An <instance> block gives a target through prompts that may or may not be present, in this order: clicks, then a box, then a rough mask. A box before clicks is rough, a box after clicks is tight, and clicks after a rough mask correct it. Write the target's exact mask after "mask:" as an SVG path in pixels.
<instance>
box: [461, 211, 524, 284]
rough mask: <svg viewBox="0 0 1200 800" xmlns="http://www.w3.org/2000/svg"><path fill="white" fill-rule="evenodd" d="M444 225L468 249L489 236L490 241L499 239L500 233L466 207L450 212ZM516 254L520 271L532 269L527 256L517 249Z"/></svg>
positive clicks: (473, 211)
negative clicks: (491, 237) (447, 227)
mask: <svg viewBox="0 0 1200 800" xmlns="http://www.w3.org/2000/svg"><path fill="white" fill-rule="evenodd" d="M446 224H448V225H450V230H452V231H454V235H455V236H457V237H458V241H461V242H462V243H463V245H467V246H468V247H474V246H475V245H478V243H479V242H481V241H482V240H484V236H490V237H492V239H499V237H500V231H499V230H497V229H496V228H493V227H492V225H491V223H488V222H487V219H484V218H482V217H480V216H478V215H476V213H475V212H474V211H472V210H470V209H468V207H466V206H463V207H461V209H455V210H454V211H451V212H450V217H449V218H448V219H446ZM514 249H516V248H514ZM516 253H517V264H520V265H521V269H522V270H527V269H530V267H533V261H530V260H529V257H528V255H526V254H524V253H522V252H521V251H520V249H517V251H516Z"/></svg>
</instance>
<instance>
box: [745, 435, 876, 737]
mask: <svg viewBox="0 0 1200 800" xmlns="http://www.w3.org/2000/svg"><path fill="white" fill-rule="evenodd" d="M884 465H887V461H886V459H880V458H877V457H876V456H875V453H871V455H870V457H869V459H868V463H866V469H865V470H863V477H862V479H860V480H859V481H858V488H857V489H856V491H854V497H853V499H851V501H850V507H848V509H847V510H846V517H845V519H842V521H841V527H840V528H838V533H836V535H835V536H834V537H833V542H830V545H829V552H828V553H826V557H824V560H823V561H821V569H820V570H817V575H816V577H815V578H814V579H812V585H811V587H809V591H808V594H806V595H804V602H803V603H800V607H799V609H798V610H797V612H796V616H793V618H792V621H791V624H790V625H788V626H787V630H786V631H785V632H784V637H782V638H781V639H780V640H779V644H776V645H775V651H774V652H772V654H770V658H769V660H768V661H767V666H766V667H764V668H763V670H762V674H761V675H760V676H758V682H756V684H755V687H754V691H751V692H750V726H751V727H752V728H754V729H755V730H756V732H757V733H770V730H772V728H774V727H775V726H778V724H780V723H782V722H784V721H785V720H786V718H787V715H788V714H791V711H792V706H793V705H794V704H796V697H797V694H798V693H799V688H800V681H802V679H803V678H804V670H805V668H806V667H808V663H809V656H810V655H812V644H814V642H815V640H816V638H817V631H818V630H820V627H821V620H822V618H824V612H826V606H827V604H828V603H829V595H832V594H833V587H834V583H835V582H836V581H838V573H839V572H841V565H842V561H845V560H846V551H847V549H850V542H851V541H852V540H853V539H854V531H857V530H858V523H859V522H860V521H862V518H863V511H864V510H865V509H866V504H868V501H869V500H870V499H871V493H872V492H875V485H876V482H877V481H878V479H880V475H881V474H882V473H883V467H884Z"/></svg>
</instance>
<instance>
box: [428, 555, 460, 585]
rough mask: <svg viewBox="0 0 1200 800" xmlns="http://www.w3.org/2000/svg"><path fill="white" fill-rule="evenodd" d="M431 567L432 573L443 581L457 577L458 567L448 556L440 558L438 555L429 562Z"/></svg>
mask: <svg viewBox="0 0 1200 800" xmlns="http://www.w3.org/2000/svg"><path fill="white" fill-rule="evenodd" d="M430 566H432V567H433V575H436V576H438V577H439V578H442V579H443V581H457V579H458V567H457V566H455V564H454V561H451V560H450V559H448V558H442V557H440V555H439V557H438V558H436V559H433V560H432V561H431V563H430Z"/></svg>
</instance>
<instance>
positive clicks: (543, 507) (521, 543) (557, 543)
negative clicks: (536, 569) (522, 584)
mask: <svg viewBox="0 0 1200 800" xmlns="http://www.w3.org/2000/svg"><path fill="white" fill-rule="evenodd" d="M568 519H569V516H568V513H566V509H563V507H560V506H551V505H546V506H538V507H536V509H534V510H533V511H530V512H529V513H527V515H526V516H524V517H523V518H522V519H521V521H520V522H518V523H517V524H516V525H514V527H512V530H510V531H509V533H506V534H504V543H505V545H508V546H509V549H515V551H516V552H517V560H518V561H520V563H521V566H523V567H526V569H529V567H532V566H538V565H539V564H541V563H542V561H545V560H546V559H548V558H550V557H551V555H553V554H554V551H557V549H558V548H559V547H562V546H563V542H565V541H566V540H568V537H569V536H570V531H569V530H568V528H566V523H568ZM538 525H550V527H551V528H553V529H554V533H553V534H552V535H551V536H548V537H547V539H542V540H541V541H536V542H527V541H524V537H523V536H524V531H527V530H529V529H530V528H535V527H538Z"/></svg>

» **To do**
Write out every line of the data exactly, leaving nothing out.

» **Response for this exercise**
An <instance> block gives a target through prompts that may or may not be present, in this order: clicks, then a box, then a rough mask. A box before clicks is rough, a box after clicks is tight, and clicks after a rough mask correct it. Write the target's exact mask after "mask:" as an SVG path in pixels.
<instance>
box: [461, 211, 524, 284]
rough mask: <svg viewBox="0 0 1200 800" xmlns="http://www.w3.org/2000/svg"><path fill="white" fill-rule="evenodd" d="M444 225L468 249L489 236L490 241L499 239L500 233L466 207L450 212ZM516 254L520 271L532 269L527 256L517 249Z"/></svg>
positive clicks: (473, 211)
negative clicks: (491, 237) (447, 227)
mask: <svg viewBox="0 0 1200 800" xmlns="http://www.w3.org/2000/svg"><path fill="white" fill-rule="evenodd" d="M446 224H448V225H450V230H452V231H454V235H455V236H457V237H458V241H461V242H462V243H463V245H467V246H468V247H474V246H475V245H478V243H479V242H481V241H482V240H484V236H490V237H492V239H499V237H500V231H499V230H497V229H496V228H493V227H492V225H491V223H488V222H487V219H484V218H482V217H480V216H478V215H476V213H475V212H474V211H472V210H470V209H468V207H466V206H463V207H461V209H455V210H454V211H451V212H450V217H449V218H448V219H446ZM514 249H516V248H514ZM516 253H517V264H520V265H521V269H522V270H527V269H530V267H533V261H530V260H529V257H528V255H526V254H524V253H522V252H521V251H520V249H517V251H516Z"/></svg>
</instance>
<instance>
box: [745, 435, 876, 737]
mask: <svg viewBox="0 0 1200 800" xmlns="http://www.w3.org/2000/svg"><path fill="white" fill-rule="evenodd" d="M884 465H887V461H886V459H880V458H877V457H876V456H875V453H871V455H870V457H869V459H868V463H866V469H865V470H863V477H862V479H860V480H859V481H858V488H857V489H856V491H854V497H853V499H851V501H850V507H848V509H847V510H846V517H845V519H842V521H841V527H840V528H838V533H836V535H835V536H834V537H833V542H830V545H829V552H828V553H826V557H824V560H823V561H821V569H820V570H817V575H816V577H815V578H814V579H812V585H811V587H809V591H808V594H806V595H804V602H803V603H800V607H799V609H798V610H797V612H796V616H793V618H792V621H791V624H790V625H788V626H787V630H786V631H785V632H784V637H782V638H781V639H780V640H779V644H776V645H775V651H774V652H772V654H770V658H769V660H768V661H767V666H766V667H764V668H763V670H762V674H761V675H760V676H758V682H756V684H755V687H754V691H751V692H750V726H751V727H752V728H754V729H755V730H756V732H757V733H770V730H772V728H774V727H775V726H778V724H780V723H782V722H784V721H785V720H786V718H787V715H788V714H791V711H792V706H793V705H794V704H796V697H797V694H798V693H799V688H800V681H802V679H803V678H804V670H805V668H806V667H808V663H809V656H810V655H812V644H814V642H815V640H816V638H817V631H818V630H820V627H821V620H822V618H824V612H826V606H827V604H828V603H829V595H832V594H833V587H834V583H835V582H836V581H838V573H839V572H841V565H842V561H845V560H846V551H847V549H850V542H851V541H852V540H853V539H854V531H857V530H858V523H859V522H860V521H862V518H863V511H864V510H865V509H866V504H868V501H869V500H870V499H871V493H872V492H875V485H876V482H877V481H878V479H880V475H881V474H882V473H883V467H884Z"/></svg>
</instance>
<instance>
box: [428, 555, 460, 585]
rough mask: <svg viewBox="0 0 1200 800" xmlns="http://www.w3.org/2000/svg"><path fill="white" fill-rule="evenodd" d="M431 567L432 573L443 581L457 577L458 567L448 556L440 558L438 555L429 562Z"/></svg>
mask: <svg viewBox="0 0 1200 800" xmlns="http://www.w3.org/2000/svg"><path fill="white" fill-rule="evenodd" d="M430 566H432V567H433V575H436V576H438V577H439V578H442V579H443V581H457V579H458V567H457V566H455V564H454V561H451V560H450V559H448V558H442V557H440V555H439V557H438V558H436V559H433V560H432V561H431V563H430Z"/></svg>
</instance>
<instance>
positive clicks: (543, 507) (521, 543) (557, 543)
negative clicks: (536, 569) (522, 584)
mask: <svg viewBox="0 0 1200 800" xmlns="http://www.w3.org/2000/svg"><path fill="white" fill-rule="evenodd" d="M568 519H569V516H568V513H566V509H563V507H560V506H551V505H546V506H538V507H536V509H534V510H533V511H530V512H529V513H527V515H526V516H524V517H523V518H522V519H521V521H520V522H518V523H517V524H516V525H514V527H512V530H510V531H509V533H506V534H504V543H505V545H508V546H509V549H515V551H516V552H517V560H518V561H520V563H521V566H523V567H526V569H529V567H532V566H538V565H539V564H541V563H542V561H545V560H546V559H548V558H550V557H551V555H553V554H554V551H557V549H558V548H559V547H562V546H563V542H565V541H566V540H568V537H569V536H570V531H569V530H568V528H566V523H568ZM538 525H550V527H551V528H553V529H554V533H553V534H552V535H551V536H548V537H547V539H542V540H541V541H536V542H527V541H524V537H523V536H524V531H527V530H529V529H530V528H535V527H538Z"/></svg>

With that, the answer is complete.